**GIVEN RECORDS:**
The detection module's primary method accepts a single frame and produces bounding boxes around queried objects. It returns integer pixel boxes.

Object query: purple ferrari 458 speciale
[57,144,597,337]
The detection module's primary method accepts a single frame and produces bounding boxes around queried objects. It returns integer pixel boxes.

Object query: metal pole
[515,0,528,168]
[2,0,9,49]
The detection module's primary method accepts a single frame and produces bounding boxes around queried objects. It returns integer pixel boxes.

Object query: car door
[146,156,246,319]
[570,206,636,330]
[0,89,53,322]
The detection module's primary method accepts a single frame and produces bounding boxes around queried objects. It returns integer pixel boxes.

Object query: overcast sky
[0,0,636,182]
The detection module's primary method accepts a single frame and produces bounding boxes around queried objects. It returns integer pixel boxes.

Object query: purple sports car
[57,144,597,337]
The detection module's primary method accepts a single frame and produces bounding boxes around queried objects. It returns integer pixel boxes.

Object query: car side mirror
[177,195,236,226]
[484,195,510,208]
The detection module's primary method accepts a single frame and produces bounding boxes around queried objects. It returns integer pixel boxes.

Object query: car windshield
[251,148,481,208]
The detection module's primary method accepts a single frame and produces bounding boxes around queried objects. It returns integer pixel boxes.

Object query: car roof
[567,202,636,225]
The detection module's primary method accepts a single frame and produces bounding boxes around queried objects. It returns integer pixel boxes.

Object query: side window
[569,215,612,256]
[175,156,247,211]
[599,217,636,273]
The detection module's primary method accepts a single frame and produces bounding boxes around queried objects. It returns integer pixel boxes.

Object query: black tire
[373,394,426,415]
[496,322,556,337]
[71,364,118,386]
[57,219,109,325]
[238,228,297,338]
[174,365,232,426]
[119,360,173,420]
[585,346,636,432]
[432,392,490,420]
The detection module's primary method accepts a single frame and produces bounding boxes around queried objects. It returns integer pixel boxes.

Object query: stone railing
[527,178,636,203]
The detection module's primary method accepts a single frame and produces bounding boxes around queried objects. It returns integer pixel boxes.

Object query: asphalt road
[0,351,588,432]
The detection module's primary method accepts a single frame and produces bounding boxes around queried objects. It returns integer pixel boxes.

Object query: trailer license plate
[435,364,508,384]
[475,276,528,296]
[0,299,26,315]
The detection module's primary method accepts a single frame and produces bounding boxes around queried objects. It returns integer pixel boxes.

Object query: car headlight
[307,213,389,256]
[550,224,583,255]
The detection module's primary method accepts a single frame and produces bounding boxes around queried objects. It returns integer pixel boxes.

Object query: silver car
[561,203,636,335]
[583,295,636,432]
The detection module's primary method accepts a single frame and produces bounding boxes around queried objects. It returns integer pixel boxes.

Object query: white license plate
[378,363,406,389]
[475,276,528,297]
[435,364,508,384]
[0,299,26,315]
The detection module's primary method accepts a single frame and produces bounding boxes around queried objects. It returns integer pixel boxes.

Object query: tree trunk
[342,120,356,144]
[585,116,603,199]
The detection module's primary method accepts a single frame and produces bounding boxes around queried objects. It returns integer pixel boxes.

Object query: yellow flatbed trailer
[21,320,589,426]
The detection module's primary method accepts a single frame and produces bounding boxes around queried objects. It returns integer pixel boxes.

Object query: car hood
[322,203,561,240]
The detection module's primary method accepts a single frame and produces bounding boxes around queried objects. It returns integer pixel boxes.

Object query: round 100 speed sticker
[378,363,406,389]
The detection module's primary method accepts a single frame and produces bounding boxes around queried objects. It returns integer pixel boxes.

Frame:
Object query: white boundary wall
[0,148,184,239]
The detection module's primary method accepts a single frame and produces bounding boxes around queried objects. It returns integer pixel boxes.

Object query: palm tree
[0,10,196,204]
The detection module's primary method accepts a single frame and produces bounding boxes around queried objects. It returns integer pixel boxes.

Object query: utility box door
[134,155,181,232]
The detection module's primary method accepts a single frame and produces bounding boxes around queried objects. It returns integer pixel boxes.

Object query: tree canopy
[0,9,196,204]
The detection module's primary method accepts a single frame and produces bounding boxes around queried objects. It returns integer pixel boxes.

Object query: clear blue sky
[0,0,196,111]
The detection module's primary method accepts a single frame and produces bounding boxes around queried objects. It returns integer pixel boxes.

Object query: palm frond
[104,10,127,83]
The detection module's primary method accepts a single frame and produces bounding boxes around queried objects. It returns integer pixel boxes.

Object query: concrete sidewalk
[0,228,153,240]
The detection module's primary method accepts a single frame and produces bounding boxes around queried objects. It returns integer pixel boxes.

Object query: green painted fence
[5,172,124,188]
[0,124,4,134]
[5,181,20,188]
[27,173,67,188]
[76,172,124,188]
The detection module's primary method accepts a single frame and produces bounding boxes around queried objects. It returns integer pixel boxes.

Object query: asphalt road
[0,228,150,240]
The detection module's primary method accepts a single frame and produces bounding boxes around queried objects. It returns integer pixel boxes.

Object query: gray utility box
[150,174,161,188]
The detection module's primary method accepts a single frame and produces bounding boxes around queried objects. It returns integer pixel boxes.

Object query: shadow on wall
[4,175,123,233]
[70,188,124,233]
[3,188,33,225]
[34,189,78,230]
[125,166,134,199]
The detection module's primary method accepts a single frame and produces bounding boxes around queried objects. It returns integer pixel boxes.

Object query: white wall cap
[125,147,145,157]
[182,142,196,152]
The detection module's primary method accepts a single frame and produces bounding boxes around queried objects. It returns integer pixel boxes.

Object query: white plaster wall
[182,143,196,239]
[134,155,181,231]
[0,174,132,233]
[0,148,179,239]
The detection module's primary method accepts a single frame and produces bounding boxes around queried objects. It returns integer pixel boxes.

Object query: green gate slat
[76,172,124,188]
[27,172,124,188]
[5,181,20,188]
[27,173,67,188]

**THE EXERCISE:** Copy out the records above again, changing every "Object query" to "Target label" and leaving everything else the same.

**CORRECT RESPONSE:**
The detection module's primary method accepts a single frame and produces bounding boxes around queried objects. It returns integer pixel boxes.

Target label: purple ferrari 458 speciale
[57,144,597,337]
The detection module's primary method accepts a single frame and produces bounding boxes around queried objects. It returns integer pixel boxes.

Target label: metal pole
[515,0,528,168]
[2,0,9,49]
The detection module's primary method accepts a single frame and produces bounding boxes around queried objects. It returns integer pixel boxes.

Target label: car door
[146,156,246,319]
[570,206,636,330]
[0,89,53,322]
The detection module's primary method accepts a single frame and produces bounding boxes around queried objects. It returns integer pixel boxes.

Target label: overcast sky
[0,0,636,182]
The detection module's primary method accepts a single frame and produces bounding boxes around queried objects. It returns integer pixel boxes.

Target label: purple sports car
[57,144,597,337]
The detection module's primary method accepts a single frame and produces bounding boxes around queried objects. It returns integer pixel boxes.

Target label: car side mirror
[177,195,236,226]
[484,195,510,208]
The detection module's primary method accepts a single frame and produces bounding boxes around queried objects. It returns integer pixel boxes.

Target label: car windshield
[251,148,481,208]
The detection module's primary method accepts a single frame and produces bounding boxes around queried objects. It returns integer pixel boxes.

Target label: car roof
[567,202,636,225]
The detection module's primary method accepts a single frame and produces bounding boxes around queried objects. It returns integer pixel boxes.

Target label: side window
[569,215,612,256]
[175,156,247,211]
[599,217,636,273]
The detection module's primary method accepts a single frame and produces bounding boxes around queried objects. It returns integer pixel boxes.

Target label: black tire
[373,394,426,415]
[496,322,556,337]
[71,364,118,386]
[57,219,109,325]
[238,228,297,338]
[174,365,232,426]
[119,360,173,420]
[585,346,636,432]
[432,392,490,420]
The detection module's primary method accepts a single frame and produces bounding boxes around queried objects. It returns integer pixel boxes.

Target label: stone railing
[527,178,636,203]
The detection module's primary method accepts a single frame and produces bounding boxes around queried objects. It returns integer pixel boxes.

Target label: asphalt road
[0,351,588,432]
The detection module's primary method accepts a single frame and produces bounding boxes around queried objects. It returns integer pixel boxes.

Target label: trailer license plate
[435,364,508,384]
[475,276,528,296]
[0,299,26,315]
The detection module's primary method accepts a single frame and produces bounding boxes around queried objects. It returns integer pixel boxes.

Target label: car headlight
[307,213,389,256]
[550,224,583,255]
The detection module's primary method accepts a single frame and produces bounding boxes around queried objects. It returns integer pixel boxes.

Target label: silver car
[561,203,636,335]
[583,295,636,432]
The detection module's primary method accepts a single frame and produces bounding boxes around queried objects. It returns integer pixel boxes.

Target label: white license plate
[378,363,406,389]
[475,276,528,297]
[435,364,508,384]
[0,299,26,315]
The detection module's primary method accepts a single frame and produces bounding boxes around queried objects. It returns integer pixel boxes.

Target label: tree trunk
[342,120,356,144]
[585,116,603,199]
The detection module's primary method accepts a single frame and produces bounding boxes around queried objects. It returns integer pixel boxes.

Target label: yellow flatbed trailer
[21,320,589,426]
The detection module's primary method accepts a single frame and produces bounding boxes around queried objects. It returns integer pixel boxes.

Target label: car hood
[322,203,561,240]
The detection module's primary method accepts a single frame and produces bounding boxes around queried objects. It returns integer pixel boxes.

Target label: round 100 speed sticker
[378,363,406,389]
The detection module's primary method accepts a single frame and produces bounding boxes around queried objects. It returns integer pixel boxes.

Frame:
Target label: white boundary wall
[0,148,184,239]
The detection module's primary method accepts a single frame and produces bounding boxes around queried objects. It returns integer pixel boxes.

Target label: palm tree
[0,10,196,204]
The detection module's primary method accepts a single frame and produces bounding boxes around queried objects. It returns integer pixel boxes.

Target label: utility box door
[134,155,181,232]
The detection module's primary method accepts a single frame and produces bounding boxes around queried objects. It returns integer pixel boxes.

Target label: tree canopy
[0,9,196,204]
The detection module's primary method accepts a single frame and produces bounding boxes around queried objects. It returns integer pixel boxes.

Target label: clear blue sky
[0,0,196,111]
The detection module's primary method accepts a single frame and produces bounding boxes around queried objects. It returns integer pixel boxes.

Target label: palm frond
[104,10,127,83]
The detection module's primary method accepts a single frame and produces bounding boxes around queried objects. It returns integer pixel boxes.

Target label: concrete sidewalk
[0,228,153,240]
The detection module's primary method accepts a single frame and produces bounding boxes around queried objects. It returns integer pixel boxes.

Target label: green painted fence
[5,172,124,188]
[0,124,4,134]
[5,181,20,188]
[27,173,67,188]
[76,172,124,188]
The detection module's primary method accepts a single frame and produces bounding boxes around queried objects. It returns integer pixel boxes.

Target label: asphalt road
[0,228,150,240]
The detection module's primary method accepts a single frame and produces bounding boxes around queried objects. It returns integer pixel boxes.

Target label: gray utility box
[150,174,161,188]
The detection module's primary method accepts a single frame and produces bounding boxes around queried objects. It returns integer pixel boxes.

Target label: shadow on wall
[4,175,123,233]
[70,188,124,233]
[3,188,33,225]
[34,189,78,230]
[125,166,134,199]
The detection module's primary method accepts a single frame and produces bounding boxes around queried objects. It returns integer pixel boxes.

Target label: white wall cap
[125,147,145,157]
[182,142,196,152]
The detection module's primary method accepts a single frame and produces bounding boxes around queried objects. It returns integer pixel boxes.

Target label: white plaster wall
[182,143,196,239]
[134,155,181,231]
[0,174,132,233]
[0,148,179,239]
The detection module's primary method accepts a single frame and produces bounding boxes around queried objects. It returns integer pixel boxes.

Target label: green gate slat
[76,172,124,188]
[27,172,124,188]
[5,181,20,188]
[27,173,67,188]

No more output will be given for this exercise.